- _ENUNCIADO 1_:
Responda, com base no texto sobre a rotina dos residentes:
(a) Em que ano Felipe Aubin acumulou a residência com dois trabalhos de plantonista?
(b) Qual é o valor aproximado da bolsa paga pelo MEC a médicos recém-formados, e para quantas horas semanais?
(c) Em que cidade Aubin morava com a noiva?
- _ENUNCIADO 2_: Prossiga o texto sobre a rotina dos residentes a partir da última frase apresentada.

- _TRECHO DO DOCUMENTO_:

★ ★ ★ ★ ★

Durante a residência, a rotina do reumatologista Felipe Aubin foi marcada por uma sequência quase interminável de plantões. Ele teve de encarar diversas noites sem dormir para conseguir pagar as contas do mês e ampliar a experiência prática. Em 2012, Aubin acumulou a formação obrigatória, realizada no Hospital Santa Casa, em Porto Alegre, com outros dois trabalhos paralelos de plantonista – um no mesmo local e outro no Hospital São Lucas, da Pontifícia Universidade Católica (PUC). Foram sete meses em um ritmo intenso de atividades práticas e acadêmicas. O resultado? Cansaço, afastamento da família e 20 quilos a mais. “Eu só comia fast-food nos plantões”, recorda.
A sobrecarga de trabalho é praticamente uma regra na rotina dos residentes. O motivo principal é o fato de os profissionais precisarem buscar uma remuneração digna. Atualmente, a bolsa paga pelo Ministério da Educação (MEC) para médicos recém-formados fica em torno de R$ 3.300 (60 horas por semana). O valor, via de regra, é insuficiente para os que contraíram dívidas durante a faculdade ou precisam ajudar no orçamento de casa. Alguns têm filhos. A saída se torna, assim, recorrer aos “bicos” em hospitais e postos de saúde. “Além do fator financeiro, a ansiedade por entrar no mercado também empurra os residentes para os plantões”, afirma o médico Julio Razera, gastroenterologista e plantonista. No entanto, ele reconhece que o fator financeiro é preponderante.
Felipe Aubin, por exemplo, precisava do complemento de renda para pagar o aluguel do apartamento onde morava com a noiva, em São Leopoldo, sua cidade natal. No início da residência, acordava às 5h para ir a Porto Alegre e, não raro, emendava três dias seguidos em hospitais, sem voltar para casa. “Infelizmente, não tem como sobreviver sem fazer bico”, afirma.

★ ★ ★ ★ ★

- _DADOS EXTRAÍDOS_:
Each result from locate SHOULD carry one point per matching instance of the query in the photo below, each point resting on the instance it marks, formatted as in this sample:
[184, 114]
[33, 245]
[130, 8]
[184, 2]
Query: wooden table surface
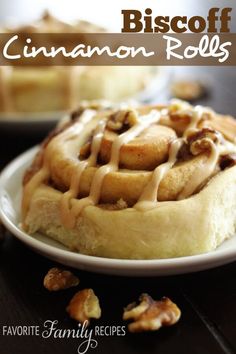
[207, 299]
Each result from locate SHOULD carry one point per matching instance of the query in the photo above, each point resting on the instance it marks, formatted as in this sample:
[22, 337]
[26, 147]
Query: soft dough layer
[176, 228]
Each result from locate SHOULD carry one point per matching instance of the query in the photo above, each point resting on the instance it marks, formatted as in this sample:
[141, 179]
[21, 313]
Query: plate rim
[210, 259]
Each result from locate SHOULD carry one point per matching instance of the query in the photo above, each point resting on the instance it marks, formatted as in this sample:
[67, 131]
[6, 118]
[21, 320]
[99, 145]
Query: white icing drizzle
[148, 198]
[203, 172]
[113, 165]
[44, 173]
[69, 211]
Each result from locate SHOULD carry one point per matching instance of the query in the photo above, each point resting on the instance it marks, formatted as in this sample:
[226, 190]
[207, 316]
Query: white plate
[10, 197]
[44, 121]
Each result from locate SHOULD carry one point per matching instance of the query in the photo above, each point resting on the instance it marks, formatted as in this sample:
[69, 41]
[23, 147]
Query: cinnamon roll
[59, 88]
[140, 182]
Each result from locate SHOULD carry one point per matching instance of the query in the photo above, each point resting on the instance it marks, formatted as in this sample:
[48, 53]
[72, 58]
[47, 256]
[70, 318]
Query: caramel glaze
[214, 148]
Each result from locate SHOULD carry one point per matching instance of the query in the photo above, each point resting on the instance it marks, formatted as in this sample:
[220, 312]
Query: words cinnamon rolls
[135, 182]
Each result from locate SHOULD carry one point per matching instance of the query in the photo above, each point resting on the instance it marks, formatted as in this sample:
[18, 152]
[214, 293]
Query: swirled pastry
[59, 88]
[135, 182]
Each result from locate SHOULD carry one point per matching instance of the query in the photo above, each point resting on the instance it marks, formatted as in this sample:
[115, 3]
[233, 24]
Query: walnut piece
[150, 315]
[59, 279]
[84, 305]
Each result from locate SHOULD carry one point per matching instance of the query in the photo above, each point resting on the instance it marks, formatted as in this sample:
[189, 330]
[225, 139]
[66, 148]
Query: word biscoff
[134, 21]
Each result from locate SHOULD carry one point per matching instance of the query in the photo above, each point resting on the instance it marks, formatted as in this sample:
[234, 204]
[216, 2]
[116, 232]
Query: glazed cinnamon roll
[138, 182]
[59, 88]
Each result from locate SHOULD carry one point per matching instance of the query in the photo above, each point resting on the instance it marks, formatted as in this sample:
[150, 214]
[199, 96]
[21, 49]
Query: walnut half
[150, 315]
[58, 279]
[84, 305]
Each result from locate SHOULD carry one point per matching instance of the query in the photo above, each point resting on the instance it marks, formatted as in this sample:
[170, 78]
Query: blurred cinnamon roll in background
[139, 182]
[59, 88]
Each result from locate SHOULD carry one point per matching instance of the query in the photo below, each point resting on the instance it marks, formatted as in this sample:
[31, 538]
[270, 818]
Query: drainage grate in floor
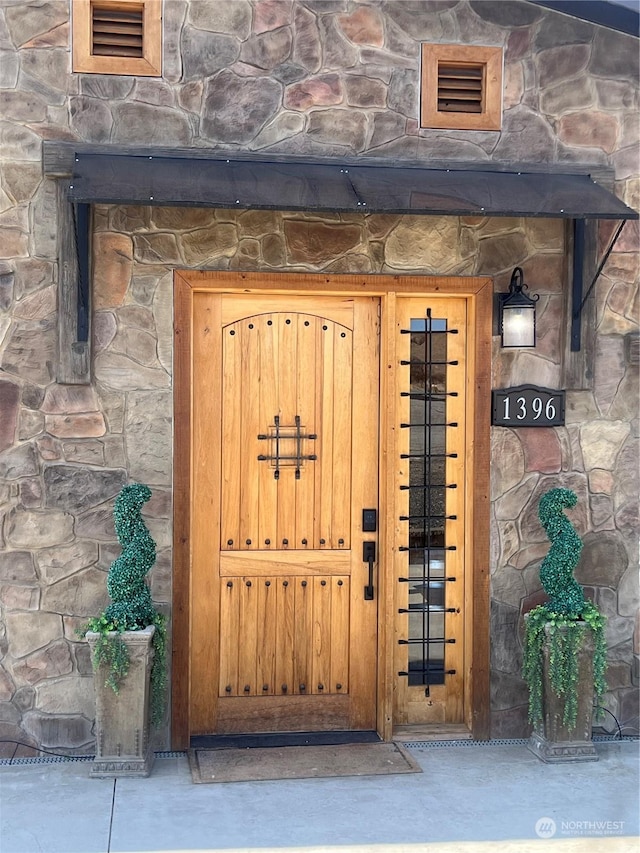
[64, 759]
[418, 744]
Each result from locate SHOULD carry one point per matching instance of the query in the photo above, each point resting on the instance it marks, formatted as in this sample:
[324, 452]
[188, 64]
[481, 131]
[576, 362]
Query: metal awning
[189, 180]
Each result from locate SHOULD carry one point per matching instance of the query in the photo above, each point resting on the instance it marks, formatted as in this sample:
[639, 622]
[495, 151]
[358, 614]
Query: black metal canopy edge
[91, 175]
[613, 16]
[297, 184]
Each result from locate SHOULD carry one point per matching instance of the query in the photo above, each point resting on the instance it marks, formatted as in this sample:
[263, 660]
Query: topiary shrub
[131, 607]
[567, 613]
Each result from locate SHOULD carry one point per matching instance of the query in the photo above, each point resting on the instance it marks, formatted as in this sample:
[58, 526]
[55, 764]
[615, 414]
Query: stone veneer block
[123, 745]
[551, 740]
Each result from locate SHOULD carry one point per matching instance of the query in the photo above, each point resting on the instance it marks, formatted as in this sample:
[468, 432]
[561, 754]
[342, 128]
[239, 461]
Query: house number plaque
[527, 405]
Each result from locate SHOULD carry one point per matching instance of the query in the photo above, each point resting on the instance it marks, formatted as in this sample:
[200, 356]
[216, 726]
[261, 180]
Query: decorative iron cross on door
[280, 435]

★ ★ ★ ★ ★

- _RESPOSTA ESCRITA 1_:
(a) Em 2012.
(b) Cerca de R$ 3.300, para 60 horas por semana.
(c) Em São Leopoldo.

- _RESPOSTA ESCRITA 2_:
Pelas normas do MEC, o residente deve trabalhar diariamente das 8h às 18h. Mas o excesso de demanda inviabiliza o cumprimento dessa norma. “Na ortopedia, por exemplo, o profissional chega às 5h, passa pelo bloco cirúrgico e ainda vai atender os pacientes que serão operados no dia seguinte. Ele só vai para casa depois das 20h”, conta Razera.
Uma das consequências mais graves dessa rotina, na visão de Razera, é a queda na qualidade de vida do médico. Casos de extremo cansaço, privação de sono e má alimentação são corriqueiros durante a residência. Além de prejudicar a formação dos residentes, os gatilhos de estresse podem desencadear a síndrome de Burnout, um distúrbio psicológico, caracterizado por esgotamento mental, frequente nesses profissionais. Em 2011, um levantamento feito pela Universidade Federal do Amazonas (UFA) constatou que 70% dos residentes encontravam-se estressados e possuíam baixo grau de realização pessoal.
Não bastassem os prejuízos à qualidade de vida em relação à saúde, os profissionais ainda correm risco de não receber. O cirurgião-geral Roger Heisler, 34 anos, conhece bem o problema. Formado pela Universidade Federal do Rio Grande do Sul (UFRGS), em 2011, ele se desdobrava entre a residência, realizada no Hospital de Pronto-Socorro (HPS), em Porto Alegre, e os bicos em Unidades de Pronto-Atendimento (UPAs) da Região Metropolitana. Alguns desses plantões, porém, não foram pagos até hoje. “Geralmente, prometem pagar em um ou dois meses. Mas isso não acontece. No fim, desisti do valor”, conta.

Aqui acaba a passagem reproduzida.